── PAGE TEXT

The spontaneous character of the mobilisation, the deliberative role adopted by the groups that swarmed the street corners and squares in the various neighbourhoods were – in that sense – reminiscent of the mass mobilisations of Holy Week 1987. However, those were mass actions either to support or to put pressure on – according to the different tendencies – the democratic government in the face of a military rebellion. Today, after 15 years, the scene is different. In a country in ruins, a popular uprising has overthrown a government impotent in the face of national and global economic power. Cavallo was the symbol of that economic power, De la Rúa, the embodiment of an impotent government.
Social dynamics of a political crisis
Within the span of a few hours, the masses that on 19 December began by demanding the resignation of Cavallo, the minister, were demanding the resignation of De la Rúa, the president. And along with the ghostly round of presidential musical chairs that occurred between the end of December and the first days of January, the cry: ‘Get rid of the lot of them’ increasingly became the slogan of the different sections involved in the social protest.

────

◆ GIVEN INSTRUCTION 1 ◆
Set down part of the passage on the popular uprising word for word, beginning with the words "Social dynamics of" and stopping after "the social protest.".
◆ GIVEN INSTRUCTION 2 ◆
Report every line of the entries that contains the string "post", treating uppercase and lowercase as different.
The entries below the passage on the popular uprising are unrelated to it.

── DATASET ENTRIES

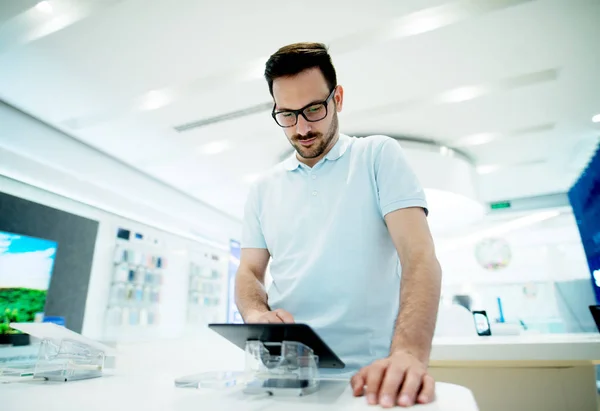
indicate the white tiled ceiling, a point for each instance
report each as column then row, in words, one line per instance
column 193, row 60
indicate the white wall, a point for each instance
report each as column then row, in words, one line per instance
column 177, row 249
column 32, row 152
column 41, row 164
column 542, row 254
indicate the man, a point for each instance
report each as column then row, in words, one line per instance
column 334, row 218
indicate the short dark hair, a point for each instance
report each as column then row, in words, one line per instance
column 295, row 58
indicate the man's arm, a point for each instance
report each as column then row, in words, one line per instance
column 250, row 292
column 420, row 284
column 402, row 377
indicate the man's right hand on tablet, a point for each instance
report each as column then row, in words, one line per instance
column 270, row 317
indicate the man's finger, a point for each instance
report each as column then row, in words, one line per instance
column 410, row 388
column 375, row 373
column 273, row 318
column 427, row 390
column 285, row 316
column 394, row 375
column 357, row 382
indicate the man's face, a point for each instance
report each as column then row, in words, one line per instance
column 310, row 139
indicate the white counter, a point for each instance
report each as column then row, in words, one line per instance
column 526, row 372
column 144, row 380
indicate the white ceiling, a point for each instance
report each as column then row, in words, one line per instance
column 120, row 74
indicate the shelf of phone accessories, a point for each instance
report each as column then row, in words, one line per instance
column 144, row 380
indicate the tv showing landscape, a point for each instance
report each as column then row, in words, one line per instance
column 26, row 265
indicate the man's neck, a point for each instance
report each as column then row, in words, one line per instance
column 312, row 161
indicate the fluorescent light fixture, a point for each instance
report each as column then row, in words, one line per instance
column 215, row 147
column 487, row 169
column 250, row 178
column 461, row 94
column 500, row 229
column 155, row 99
column 476, row 139
column 44, row 7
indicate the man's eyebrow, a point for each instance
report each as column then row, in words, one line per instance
column 290, row 109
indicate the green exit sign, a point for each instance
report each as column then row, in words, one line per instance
column 500, row 205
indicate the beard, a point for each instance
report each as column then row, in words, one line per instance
column 320, row 144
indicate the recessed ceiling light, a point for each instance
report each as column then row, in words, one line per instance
column 487, row 169
column 476, row 139
column 250, row 178
column 155, row 99
column 44, row 7
column 215, row 147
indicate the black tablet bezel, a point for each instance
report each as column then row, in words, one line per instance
column 238, row 334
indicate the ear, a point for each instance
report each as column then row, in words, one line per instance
column 339, row 98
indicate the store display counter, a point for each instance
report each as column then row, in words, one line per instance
column 526, row 372
column 144, row 380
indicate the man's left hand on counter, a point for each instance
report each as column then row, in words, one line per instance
column 400, row 379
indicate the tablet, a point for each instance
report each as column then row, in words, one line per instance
column 302, row 333
column 595, row 310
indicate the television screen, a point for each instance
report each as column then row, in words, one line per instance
column 26, row 265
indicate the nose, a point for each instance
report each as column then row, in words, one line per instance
column 303, row 126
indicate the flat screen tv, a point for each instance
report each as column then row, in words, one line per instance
column 26, row 265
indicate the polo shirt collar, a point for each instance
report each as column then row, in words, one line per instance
column 338, row 150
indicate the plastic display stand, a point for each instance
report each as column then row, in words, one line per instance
column 280, row 369
column 65, row 355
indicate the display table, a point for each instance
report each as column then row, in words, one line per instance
column 526, row 372
column 144, row 380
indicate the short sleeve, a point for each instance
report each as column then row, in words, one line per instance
column 397, row 184
column 252, row 235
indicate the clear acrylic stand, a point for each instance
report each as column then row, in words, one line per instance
column 68, row 360
column 287, row 368
column 65, row 355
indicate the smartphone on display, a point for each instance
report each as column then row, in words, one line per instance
column 482, row 324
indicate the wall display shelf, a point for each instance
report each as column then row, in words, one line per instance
column 207, row 291
column 585, row 200
column 136, row 285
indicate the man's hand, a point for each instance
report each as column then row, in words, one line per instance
column 400, row 379
column 271, row 317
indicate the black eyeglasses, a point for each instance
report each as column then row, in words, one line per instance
column 312, row 112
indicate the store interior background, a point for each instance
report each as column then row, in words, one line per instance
column 155, row 120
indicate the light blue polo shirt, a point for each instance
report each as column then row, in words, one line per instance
column 334, row 265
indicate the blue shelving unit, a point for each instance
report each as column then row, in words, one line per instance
column 585, row 200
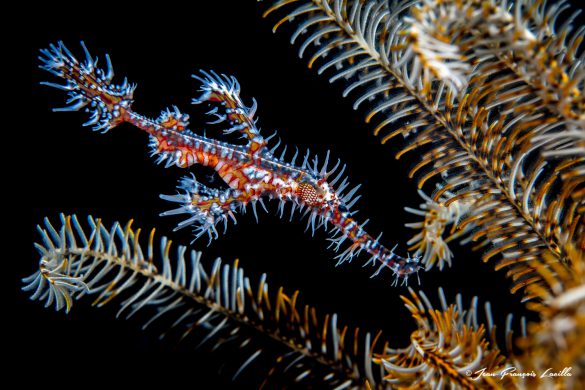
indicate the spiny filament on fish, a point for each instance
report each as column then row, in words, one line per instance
column 252, row 172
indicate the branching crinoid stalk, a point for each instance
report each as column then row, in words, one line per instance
column 495, row 111
column 555, row 346
column 220, row 304
column 217, row 300
column 448, row 350
column 430, row 241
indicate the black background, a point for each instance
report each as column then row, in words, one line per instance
column 63, row 167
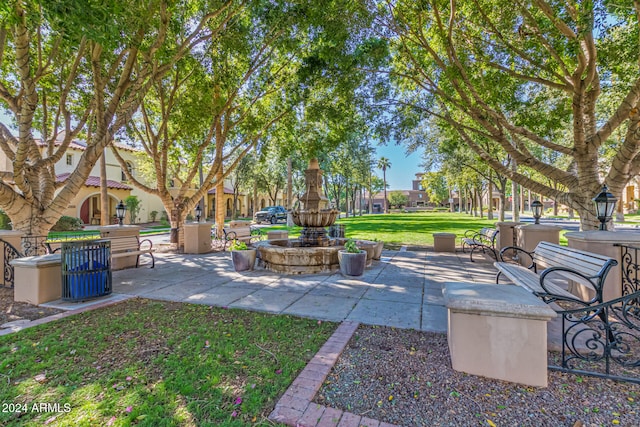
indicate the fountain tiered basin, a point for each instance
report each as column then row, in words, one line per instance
column 314, row 251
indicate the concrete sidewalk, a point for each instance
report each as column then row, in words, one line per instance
column 403, row 289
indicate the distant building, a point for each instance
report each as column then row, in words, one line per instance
column 416, row 197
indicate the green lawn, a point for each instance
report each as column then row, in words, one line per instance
column 412, row 229
column 397, row 229
column 153, row 363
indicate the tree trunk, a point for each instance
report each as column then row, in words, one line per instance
column 289, row 183
column 104, row 191
column 515, row 202
column 490, row 198
column 503, row 201
column 220, row 206
column 384, row 180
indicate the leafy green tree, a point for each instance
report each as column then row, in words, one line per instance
column 397, row 199
column 384, row 164
column 524, row 75
column 436, row 186
column 67, row 72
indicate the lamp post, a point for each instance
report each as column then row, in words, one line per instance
column 536, row 207
column 605, row 204
column 120, row 210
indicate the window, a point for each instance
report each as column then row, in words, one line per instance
column 130, row 168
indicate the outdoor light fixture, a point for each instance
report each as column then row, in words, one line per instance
column 120, row 210
column 605, row 204
column 536, row 207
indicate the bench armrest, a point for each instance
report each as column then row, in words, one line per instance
column 471, row 234
column 144, row 241
column 572, row 272
column 516, row 249
column 256, row 232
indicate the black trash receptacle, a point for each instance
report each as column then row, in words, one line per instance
column 86, row 269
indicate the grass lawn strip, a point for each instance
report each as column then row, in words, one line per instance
column 144, row 362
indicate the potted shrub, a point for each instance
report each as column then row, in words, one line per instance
column 242, row 256
column 352, row 260
column 377, row 253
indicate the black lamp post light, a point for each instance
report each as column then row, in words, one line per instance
column 605, row 204
column 120, row 211
column 536, row 207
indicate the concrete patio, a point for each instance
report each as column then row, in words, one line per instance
column 403, row 289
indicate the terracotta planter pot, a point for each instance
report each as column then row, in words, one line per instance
column 243, row 260
column 377, row 253
column 352, row 264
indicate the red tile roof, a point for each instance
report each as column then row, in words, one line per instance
column 227, row 190
column 94, row 181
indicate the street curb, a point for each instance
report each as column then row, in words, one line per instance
column 63, row 315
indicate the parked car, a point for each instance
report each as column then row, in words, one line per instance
column 271, row 214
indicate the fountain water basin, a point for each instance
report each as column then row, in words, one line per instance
column 314, row 251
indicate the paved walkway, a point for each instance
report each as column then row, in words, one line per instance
column 403, row 289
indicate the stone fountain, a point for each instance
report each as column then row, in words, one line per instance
column 313, row 251
column 315, row 216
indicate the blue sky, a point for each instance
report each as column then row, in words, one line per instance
column 399, row 175
column 403, row 168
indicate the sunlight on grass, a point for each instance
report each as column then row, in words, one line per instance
column 145, row 362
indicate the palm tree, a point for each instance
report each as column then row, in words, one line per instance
column 383, row 164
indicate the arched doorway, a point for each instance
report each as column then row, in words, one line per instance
column 91, row 209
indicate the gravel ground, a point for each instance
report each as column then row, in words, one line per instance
column 405, row 377
column 11, row 311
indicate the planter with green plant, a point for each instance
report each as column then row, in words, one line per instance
column 377, row 251
column 242, row 256
column 352, row 260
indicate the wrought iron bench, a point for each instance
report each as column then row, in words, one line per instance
column 247, row 234
column 122, row 246
column 550, row 266
column 484, row 240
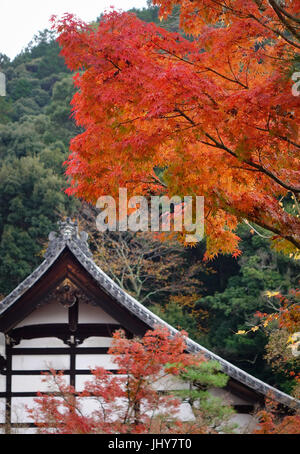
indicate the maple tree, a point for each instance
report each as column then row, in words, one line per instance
column 130, row 401
column 215, row 113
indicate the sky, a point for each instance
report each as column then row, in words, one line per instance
column 20, row 20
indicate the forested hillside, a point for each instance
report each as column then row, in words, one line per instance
column 217, row 298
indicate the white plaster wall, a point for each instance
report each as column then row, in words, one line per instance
column 25, row 431
column 42, row 342
column 96, row 342
column 93, row 361
column 2, row 383
column 19, row 410
column 19, row 413
column 50, row 313
column 93, row 314
column 2, row 410
column 40, row 362
column 33, row 383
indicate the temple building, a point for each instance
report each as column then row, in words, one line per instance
column 63, row 316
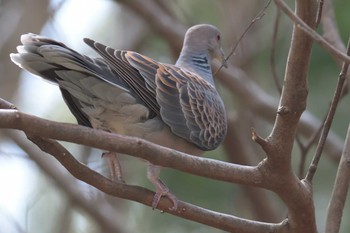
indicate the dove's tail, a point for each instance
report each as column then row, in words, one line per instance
column 45, row 57
column 79, row 77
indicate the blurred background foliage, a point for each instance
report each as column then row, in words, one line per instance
column 33, row 201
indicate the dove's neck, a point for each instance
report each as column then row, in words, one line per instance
column 197, row 62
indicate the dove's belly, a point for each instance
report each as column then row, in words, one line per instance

────

◆ COMPLETE OUTPUT 1 ◆
Social dynamics of a political crisis
Within the span of a few hours, the masses that on 19 December began by demanding the resignation of Cavallo, the minister, were demanding the resignation of De la Rúa, the president. And along with the ghostly round of presidential musical chairs that occurred between the end of December and the first days of January, the cry: ‘Get rid of the lot of them’ increasingly became the slogan of the different sections involved in the social protest.

◆ COMPLETE OUTPUT 2 ◆
indicate the lamp post, a point for each instance
indicate the black lamp post light, a point for each instance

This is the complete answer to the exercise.